Kayanza United
- Full name: Kayanza United
- Founded: 2014; 12 years ago
- Ground: Stade de Gatwaro
- Capacity: 10,000^{[citation needed]}
- League: Ligue A
- 2025–26: Ligue A, 10th of 16
- Website: https://www.owsports.info/sites/primusleague/teams/241379
| Home colours | Away colours |

= Kayanza United =

Kayanza FC is a professional football club based in Kayanza City, Burundi.

The team currently plays in the Burundi Ligue A, the top division of Burundi football.

== History ==
The club was founded on March 31, 2014. In the 2016/17 season, they reached the round of 16 of the national cup for the first time and in the following season, they also won first place in Ligue B, which allowed them to get promoted to the top-class, Ligue A for the first time.
They managed to stay up in the league with 34 points and 12th place. The best placement was in the 2020/21 season, when they had 55 points but lost on goal difference to Le Massager, who also had 55 points and became champions.

▸ RECORD EXTRACTS

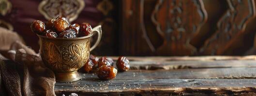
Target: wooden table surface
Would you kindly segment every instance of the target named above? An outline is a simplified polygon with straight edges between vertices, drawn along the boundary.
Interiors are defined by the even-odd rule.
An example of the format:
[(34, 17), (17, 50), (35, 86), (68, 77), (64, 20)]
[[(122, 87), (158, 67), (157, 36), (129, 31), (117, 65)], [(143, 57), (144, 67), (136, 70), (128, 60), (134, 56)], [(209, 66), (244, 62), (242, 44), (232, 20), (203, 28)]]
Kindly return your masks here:
[[(117, 57), (111, 57), (116, 60)], [(56, 83), (56, 94), (79, 96), (256, 95), (256, 56), (128, 57), (131, 69), (116, 78), (95, 73)]]

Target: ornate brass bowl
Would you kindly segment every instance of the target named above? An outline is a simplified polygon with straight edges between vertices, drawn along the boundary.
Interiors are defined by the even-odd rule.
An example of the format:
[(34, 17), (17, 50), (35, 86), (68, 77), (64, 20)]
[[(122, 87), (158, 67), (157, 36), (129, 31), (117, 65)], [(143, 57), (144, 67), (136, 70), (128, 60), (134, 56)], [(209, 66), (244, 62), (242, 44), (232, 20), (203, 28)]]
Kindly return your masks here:
[(97, 46), (101, 38), (101, 25), (92, 31), (98, 33), (98, 38), (91, 48), (90, 38), (92, 33), (75, 38), (52, 38), (38, 35), (42, 60), (54, 72), (56, 81), (73, 82), (81, 79), (77, 70), (86, 63), (90, 51)]

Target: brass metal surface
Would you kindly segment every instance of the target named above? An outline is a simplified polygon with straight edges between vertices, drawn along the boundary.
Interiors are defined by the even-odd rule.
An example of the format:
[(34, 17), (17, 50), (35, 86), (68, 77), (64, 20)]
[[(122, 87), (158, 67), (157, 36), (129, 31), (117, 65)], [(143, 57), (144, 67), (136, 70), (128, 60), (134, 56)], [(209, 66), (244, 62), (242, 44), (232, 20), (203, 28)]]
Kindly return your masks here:
[[(98, 39), (90, 50), (96, 47), (100, 40), (101, 26), (92, 30), (98, 35)], [(38, 35), (42, 60), (48, 68), (54, 72), (56, 81), (72, 82), (81, 78), (77, 71), (89, 59), (90, 40), (92, 35), (75, 38), (53, 38)]]

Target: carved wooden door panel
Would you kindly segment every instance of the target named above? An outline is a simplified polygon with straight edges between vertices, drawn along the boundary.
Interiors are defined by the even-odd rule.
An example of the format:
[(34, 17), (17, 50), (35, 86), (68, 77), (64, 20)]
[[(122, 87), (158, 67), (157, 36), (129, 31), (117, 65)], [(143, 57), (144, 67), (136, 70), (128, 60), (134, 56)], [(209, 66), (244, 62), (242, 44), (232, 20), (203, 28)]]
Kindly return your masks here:
[[(224, 6), (221, 7), (224, 12), (219, 12), (223, 14), (217, 14), (218, 18), (211, 18), (218, 20), (217, 22), (211, 22), (216, 24), (211, 24), (216, 25), (216, 28), (204, 26), (205, 23), (211, 23), (207, 22), (208, 20), (212, 21), (207, 20), (207, 11), (214, 11), (209, 6), (206, 10), (204, 1), (209, 2), (207, 0), (122, 0), (120, 54), (232, 55), (236, 54), (234, 50), (244, 48), (242, 46), (253, 45), (248, 44), (252, 42), (252, 39), (245, 39), (248, 35), (255, 34), (252, 28), (255, 27), (252, 24), (256, 23), (249, 23), (255, 18), (254, 0), (215, 0), (222, 3), (221, 5), (214, 3), (217, 4), (216, 7)], [(247, 27), (248, 24), (250, 27)], [(206, 28), (207, 30), (202, 30), (211, 31), (201, 32), (201, 29)], [(196, 38), (198, 37), (200, 38)], [(192, 39), (196, 40), (196, 44), (199, 44), (198, 41), (202, 43), (192, 45), (195, 44), (191, 44)], [(243, 45), (245, 42), (247, 43)], [(240, 53), (245, 52), (242, 49)]]
[(201, 48), (202, 55), (222, 55), (237, 44), (246, 24), (255, 17), (253, 0), (227, 0), (229, 8), (217, 24), (218, 30)]
[(157, 54), (191, 55), (196, 52), (189, 41), (207, 18), (201, 0), (158, 0), (151, 16), (164, 40)]
[(201, 0), (123, 1), (121, 54), (190, 55), (196, 52), (189, 41), (207, 18)]

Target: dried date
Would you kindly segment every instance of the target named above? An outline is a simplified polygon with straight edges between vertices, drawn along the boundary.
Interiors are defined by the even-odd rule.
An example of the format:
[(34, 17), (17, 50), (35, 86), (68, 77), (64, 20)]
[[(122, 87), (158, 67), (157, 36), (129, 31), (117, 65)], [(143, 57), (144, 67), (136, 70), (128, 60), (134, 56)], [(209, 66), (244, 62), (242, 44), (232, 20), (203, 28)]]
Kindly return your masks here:
[(78, 35), (79, 29), (80, 28), (80, 25), (77, 24), (74, 24), (69, 25), (68, 29), (74, 29), (75, 31), (76, 34)]
[(113, 66), (114, 61), (110, 58), (106, 58), (105, 57), (102, 57), (98, 61), (98, 67), (100, 67), (104, 65), (107, 65)]
[(79, 36), (85, 36), (92, 33), (92, 28), (89, 23), (84, 23), (80, 25)]
[(117, 67), (118, 71), (121, 72), (127, 71), (130, 69), (129, 60), (124, 56), (119, 57), (117, 61)]
[(50, 38), (56, 38), (58, 37), (57, 33), (52, 30), (46, 30), (44, 32), (45, 36)]
[(54, 29), (56, 30), (56, 32), (58, 34), (60, 34), (64, 31), (69, 26), (69, 23), (65, 18), (58, 17), (56, 20), (54, 21), (53, 26)]
[(117, 70), (114, 67), (104, 65), (100, 67), (97, 72), (97, 76), (101, 80), (109, 80), (116, 77)]
[(95, 65), (96, 64), (94, 63), (91, 60), (89, 59), (83, 68), (86, 72), (89, 73), (91, 72)]
[(33, 32), (42, 35), (45, 29), (45, 23), (40, 20), (34, 21), (30, 25), (31, 30)]
[(52, 19), (47, 21), (45, 24), (46, 29), (52, 29), (53, 28), (53, 24), (56, 20), (56, 19)]
[(59, 38), (75, 38), (77, 36), (75, 31), (74, 30), (67, 30), (60, 33), (59, 34), (58, 37)]

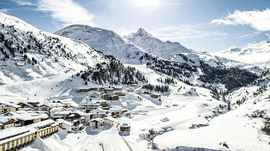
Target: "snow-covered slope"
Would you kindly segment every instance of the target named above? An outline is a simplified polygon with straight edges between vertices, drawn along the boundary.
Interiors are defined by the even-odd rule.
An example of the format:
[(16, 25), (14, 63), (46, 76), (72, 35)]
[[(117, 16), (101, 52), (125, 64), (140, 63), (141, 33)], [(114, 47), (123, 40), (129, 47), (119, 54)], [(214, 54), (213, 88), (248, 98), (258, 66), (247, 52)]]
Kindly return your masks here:
[(270, 68), (270, 42), (268, 41), (254, 42), (243, 48), (229, 48), (214, 53), (261, 68)]
[(82, 42), (17, 17), (0, 13), (0, 85), (84, 70), (105, 60)]
[(55, 34), (81, 40), (96, 50), (117, 56), (123, 63), (140, 64), (140, 58), (146, 52), (114, 31), (87, 25), (71, 25)]
[[(259, 74), (261, 69), (251, 64), (245, 64), (225, 58), (212, 56), (206, 52), (189, 49), (177, 42), (162, 41), (144, 29), (140, 28), (136, 33), (131, 33), (124, 37), (131, 42), (157, 56), (165, 59), (187, 63), (191, 66), (199, 66), (200, 61), (211, 66), (219, 66), (227, 68), (238, 67), (245, 68)], [(258, 68), (256, 70), (254, 68)]]

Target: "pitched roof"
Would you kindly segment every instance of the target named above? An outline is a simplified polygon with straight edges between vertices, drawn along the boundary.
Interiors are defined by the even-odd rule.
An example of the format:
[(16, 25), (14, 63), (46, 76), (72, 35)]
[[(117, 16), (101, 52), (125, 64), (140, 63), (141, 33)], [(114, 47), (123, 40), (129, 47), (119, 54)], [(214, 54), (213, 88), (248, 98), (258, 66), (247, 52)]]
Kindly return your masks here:
[(17, 105), (17, 104), (14, 104), (13, 103), (10, 103), (5, 102), (2, 101), (0, 102), (0, 105), (1, 105), (9, 106), (11, 106), (12, 107), (15, 108), (21, 107), (20, 106), (18, 105)]
[(42, 104), (39, 104), (37, 105), (38, 107), (42, 105), (45, 105), (47, 107), (51, 107), (55, 106), (65, 106), (64, 104), (60, 103), (45, 103)]
[(84, 113), (82, 111), (79, 111), (79, 110), (75, 110), (75, 111), (73, 111), (72, 112), (71, 112), (71, 113), (72, 114), (77, 113), (80, 115), (81, 116), (83, 116), (84, 115)]
[(114, 120), (115, 120), (115, 119), (114, 118), (111, 116), (107, 116), (105, 117), (103, 117), (103, 118), (102, 118), (102, 119), (103, 120), (104, 119), (106, 119), (108, 120), (110, 120), (111, 121), (114, 121)]
[(34, 106), (34, 105), (32, 105), (32, 104), (31, 104), (29, 103), (28, 103), (28, 102), (19, 102), (18, 103), (17, 103), (17, 105), (18, 105), (18, 104), (19, 104), (20, 103), (23, 103), (23, 104), (25, 104), (25, 105), (28, 105), (28, 106), (30, 106), (30, 107), (31, 107)]
[(96, 121), (99, 123), (102, 123), (104, 122), (104, 120), (100, 118), (96, 118), (95, 119), (91, 119), (89, 121), (89, 122), (93, 122), (94, 121)]
[(64, 107), (57, 107), (55, 108), (52, 108), (50, 110), (50, 112), (59, 112), (64, 109), (67, 111), (67, 109)]

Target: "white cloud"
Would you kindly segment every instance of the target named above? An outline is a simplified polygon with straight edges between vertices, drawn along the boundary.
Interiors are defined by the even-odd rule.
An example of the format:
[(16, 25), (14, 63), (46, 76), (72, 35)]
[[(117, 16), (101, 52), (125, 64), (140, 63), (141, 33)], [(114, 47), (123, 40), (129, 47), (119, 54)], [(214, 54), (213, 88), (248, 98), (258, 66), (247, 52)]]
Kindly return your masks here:
[(206, 37), (224, 36), (226, 33), (206, 30), (209, 24), (197, 22), (180, 26), (159, 25), (153, 26), (148, 31), (163, 40), (194, 40)]
[(270, 31), (270, 10), (267, 8), (261, 11), (235, 10), (233, 13), (229, 12), (225, 17), (213, 20), (211, 23), (217, 25), (246, 25), (260, 31)]
[(268, 38), (269, 38), (269, 39), (270, 39), (270, 35), (268, 34), (268, 33), (265, 33), (264, 34), (264, 35), (268, 36)]
[(91, 21), (94, 16), (72, 0), (14, 0), (14, 2), (20, 5), (35, 7), (35, 10), (44, 12), (55, 21), (61, 22), (63, 27), (77, 24), (96, 25)]
[(7, 13), (8, 12), (9, 10), (9, 9), (8, 9), (4, 8), (0, 9), (0, 12), (2, 12), (2, 13)]
[(159, 0), (133, 0), (129, 1), (132, 5), (148, 11), (160, 9), (161, 8), (169, 6), (179, 6), (184, 4), (178, 2), (168, 2)]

▸ WHAT THIS TASK INVOLVES
Can you reproduce the Kayanza United article above word for word, from the club name at the top through its final sentence about Le Massager?

▸ FINISHED EXERCISE
Kayanza United
- Full name: Kayanza United
- Founded: 2014; 12 years ago
- Ground: Stade de Gatwaro
- Capacity: 10,000^{[citation needed]}
- League: Ligue A
- 2025–26: Ligue A, 10th of 16
- Website: https://www.owsports.info/sites/primusleague/teams/241379
| Home colours | Away colours |

= Kayanza United =

Kayanza FC is a professional football club based in Kayanza City, Burundi.

The team currently plays in the Burundi Ligue A, the top division of Burundi football.

== History ==
The club was founded on March 31, 2014. In the 2016/17 season, they reached the round of 16 of the national cup for the first time and in the following season, they also won first place in Ligue B, which allowed them to get promoted to the top-class, Ligue A for the first time.
They managed to stay up in the league with 34 points and 12th place. The best placement was in the 2020/21 season, when they had 55 points but lost on goal difference to Le Massager, who also had 55 points and became champions.